§ TASK DIRECTIONS: Each entry must appear again exactly as it does in the source.

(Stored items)
** START **
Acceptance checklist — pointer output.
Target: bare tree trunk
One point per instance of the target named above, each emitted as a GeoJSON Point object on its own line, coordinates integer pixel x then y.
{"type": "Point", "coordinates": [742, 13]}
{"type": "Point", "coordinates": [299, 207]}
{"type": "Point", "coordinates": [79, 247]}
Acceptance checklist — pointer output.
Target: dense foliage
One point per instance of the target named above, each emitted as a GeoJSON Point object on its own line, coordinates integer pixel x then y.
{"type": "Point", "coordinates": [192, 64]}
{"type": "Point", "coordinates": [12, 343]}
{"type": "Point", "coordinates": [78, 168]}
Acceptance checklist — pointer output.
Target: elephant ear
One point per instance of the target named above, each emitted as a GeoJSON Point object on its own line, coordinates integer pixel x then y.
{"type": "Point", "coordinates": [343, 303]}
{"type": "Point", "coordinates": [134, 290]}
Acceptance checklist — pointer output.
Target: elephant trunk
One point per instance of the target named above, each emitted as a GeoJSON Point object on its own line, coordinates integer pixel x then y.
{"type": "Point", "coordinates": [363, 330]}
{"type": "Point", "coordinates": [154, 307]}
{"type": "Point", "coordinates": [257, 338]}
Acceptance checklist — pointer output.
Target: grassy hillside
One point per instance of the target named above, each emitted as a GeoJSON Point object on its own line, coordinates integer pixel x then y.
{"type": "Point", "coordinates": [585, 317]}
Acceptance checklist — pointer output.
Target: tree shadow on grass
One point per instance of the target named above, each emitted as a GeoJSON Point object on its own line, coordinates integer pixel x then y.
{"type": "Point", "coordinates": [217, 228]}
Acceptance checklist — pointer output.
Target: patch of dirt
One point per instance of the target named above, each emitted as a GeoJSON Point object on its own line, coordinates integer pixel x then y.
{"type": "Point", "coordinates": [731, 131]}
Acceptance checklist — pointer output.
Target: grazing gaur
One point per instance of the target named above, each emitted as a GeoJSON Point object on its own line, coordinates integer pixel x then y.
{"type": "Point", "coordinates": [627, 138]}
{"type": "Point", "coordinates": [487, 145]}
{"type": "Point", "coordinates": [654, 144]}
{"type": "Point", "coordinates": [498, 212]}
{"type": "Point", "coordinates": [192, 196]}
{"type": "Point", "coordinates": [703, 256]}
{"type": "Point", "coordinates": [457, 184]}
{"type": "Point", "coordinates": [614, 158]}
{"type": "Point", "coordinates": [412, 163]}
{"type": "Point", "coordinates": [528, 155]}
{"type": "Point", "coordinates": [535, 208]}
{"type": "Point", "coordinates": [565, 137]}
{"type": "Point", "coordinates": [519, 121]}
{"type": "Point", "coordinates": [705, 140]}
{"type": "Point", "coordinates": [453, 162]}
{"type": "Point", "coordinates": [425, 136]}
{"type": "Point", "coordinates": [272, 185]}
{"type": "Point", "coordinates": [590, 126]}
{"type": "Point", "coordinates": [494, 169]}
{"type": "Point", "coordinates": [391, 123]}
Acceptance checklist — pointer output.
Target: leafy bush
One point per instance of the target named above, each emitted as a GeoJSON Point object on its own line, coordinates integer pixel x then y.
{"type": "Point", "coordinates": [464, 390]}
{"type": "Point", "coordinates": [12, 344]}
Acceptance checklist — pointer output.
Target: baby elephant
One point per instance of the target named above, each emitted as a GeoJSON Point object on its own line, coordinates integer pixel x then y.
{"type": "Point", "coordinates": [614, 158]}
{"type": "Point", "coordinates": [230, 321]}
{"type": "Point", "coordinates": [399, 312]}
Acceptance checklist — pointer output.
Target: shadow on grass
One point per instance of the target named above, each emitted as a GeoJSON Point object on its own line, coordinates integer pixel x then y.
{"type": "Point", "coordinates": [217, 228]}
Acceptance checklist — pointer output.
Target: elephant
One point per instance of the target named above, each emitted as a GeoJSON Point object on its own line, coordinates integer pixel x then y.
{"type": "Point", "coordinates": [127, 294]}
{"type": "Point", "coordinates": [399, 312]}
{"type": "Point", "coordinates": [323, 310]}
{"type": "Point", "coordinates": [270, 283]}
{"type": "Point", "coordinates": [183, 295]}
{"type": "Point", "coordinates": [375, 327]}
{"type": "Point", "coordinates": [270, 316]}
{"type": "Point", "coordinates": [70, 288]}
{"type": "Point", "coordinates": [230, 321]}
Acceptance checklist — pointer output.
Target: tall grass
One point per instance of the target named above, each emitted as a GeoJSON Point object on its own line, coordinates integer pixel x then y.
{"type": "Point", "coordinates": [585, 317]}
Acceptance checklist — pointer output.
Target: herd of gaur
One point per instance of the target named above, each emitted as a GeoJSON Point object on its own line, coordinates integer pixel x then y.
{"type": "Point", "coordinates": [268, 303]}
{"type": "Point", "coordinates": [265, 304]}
** END **
§ RESPONSE:
Acceptance checklist — pointer output.
Target: bare tree trunk
One point per instance of the target named above, each emitted as a GeoJSON Point object on its own line, coordinates integer pixel x then y.
{"type": "Point", "coordinates": [742, 13]}
{"type": "Point", "coordinates": [299, 207]}
{"type": "Point", "coordinates": [79, 247]}
Acceptance checklist — pointer output.
Target: dense foliage
One point per instance of the target named above, each emitted as a GeoJSON Point object on its own line, coordinates integer pixel x then y.
{"type": "Point", "coordinates": [192, 64]}
{"type": "Point", "coordinates": [12, 343]}
{"type": "Point", "coordinates": [78, 168]}
Acceptance checklist — pointer output.
Target: elephant ear
One point per instance of the target named above, each emitted as a GeoJSON Point object on its own line, coordinates integer pixel x then y.
{"type": "Point", "coordinates": [343, 303]}
{"type": "Point", "coordinates": [134, 290]}
Acceptance checklist — pointer output.
Target: elephant trunk
One point per instance of the target named above, each emitted as a GeoJSON Point object on its own line, coordinates integer pixel x then y.
{"type": "Point", "coordinates": [363, 330]}
{"type": "Point", "coordinates": [154, 307]}
{"type": "Point", "coordinates": [257, 338]}
Acceptance checklist — pointer output.
Target: grassy hillside
One point per instance of the target named above, each emitted as a GeoJSON Point object on its own line, coordinates integer pixel x then y.
{"type": "Point", "coordinates": [585, 317]}
Acceptance checklist — pointer output.
Target: tree shadow on grass
One point per instance of the target named above, each emitted as a GeoJSON Point object on its own line, coordinates integer pixel x then y.
{"type": "Point", "coordinates": [217, 228]}
Acceptance checklist — pointer output.
Target: patch of dirt
One point per instance of the target named above, each emitted as a GeoJSON Point object on its own line, coordinates integer pixel x then y.
{"type": "Point", "coordinates": [731, 131]}
Acceptance checklist — pointer output.
Target: grazing gaur
One point per instance of the target named above, each emitted as a GeoJSON Point object on its own line, coordinates integer pixel x then y.
{"type": "Point", "coordinates": [627, 138]}
{"type": "Point", "coordinates": [487, 145]}
{"type": "Point", "coordinates": [654, 144]}
{"type": "Point", "coordinates": [498, 212]}
{"type": "Point", "coordinates": [192, 196]}
{"type": "Point", "coordinates": [703, 256]}
{"type": "Point", "coordinates": [457, 184]}
{"type": "Point", "coordinates": [614, 158]}
{"type": "Point", "coordinates": [412, 163]}
{"type": "Point", "coordinates": [528, 155]}
{"type": "Point", "coordinates": [535, 208]}
{"type": "Point", "coordinates": [565, 137]}
{"type": "Point", "coordinates": [519, 121]}
{"type": "Point", "coordinates": [705, 140]}
{"type": "Point", "coordinates": [453, 162]}
{"type": "Point", "coordinates": [425, 136]}
{"type": "Point", "coordinates": [272, 185]}
{"type": "Point", "coordinates": [590, 126]}
{"type": "Point", "coordinates": [494, 169]}
{"type": "Point", "coordinates": [391, 123]}
Acceptance checklist — pointer output.
Target: leafy bush
One point per instance of the target named above, each emitted as a GeoJSON Point object on its own line, coordinates integer pixel x then y.
{"type": "Point", "coordinates": [464, 390]}
{"type": "Point", "coordinates": [12, 344]}
Acceptance checklist — pointer output.
Target: baby elephant
One point per instance of the target named above, each emitted as a GeoJSON Point object on its own line, coordinates integer pixel x then y.
{"type": "Point", "coordinates": [614, 158]}
{"type": "Point", "coordinates": [230, 321]}
{"type": "Point", "coordinates": [399, 312]}
Acceptance checklist — pointer output.
Target: shadow on grass
One point per instance of the target named above, each emitted as a GeoJSON Point object on its own line, coordinates integer pixel x then y.
{"type": "Point", "coordinates": [217, 228]}
Acceptance checklist — pointer output.
Target: elephant
One point per instance of the target named above, each emitted as a GeoJSON Point object on its own line, coordinates integer pixel x then y.
{"type": "Point", "coordinates": [127, 294]}
{"type": "Point", "coordinates": [399, 312]}
{"type": "Point", "coordinates": [323, 310]}
{"type": "Point", "coordinates": [270, 283]}
{"type": "Point", "coordinates": [183, 295]}
{"type": "Point", "coordinates": [375, 327]}
{"type": "Point", "coordinates": [270, 316]}
{"type": "Point", "coordinates": [70, 288]}
{"type": "Point", "coordinates": [230, 321]}
Acceptance checklist — pointer output.
Target: tall grass
One point per instance of the target named above, each emitted as a GeoJSON Point object on its own line, coordinates integer pixel x then y.
{"type": "Point", "coordinates": [585, 317]}
Acceptance checklist — pointer output.
Target: herd of gaur
One point per instance of the target named above, each emitted as a GeoJSON Point object on its own line, coordinates integer pixel x then y.
{"type": "Point", "coordinates": [268, 303]}
{"type": "Point", "coordinates": [265, 304]}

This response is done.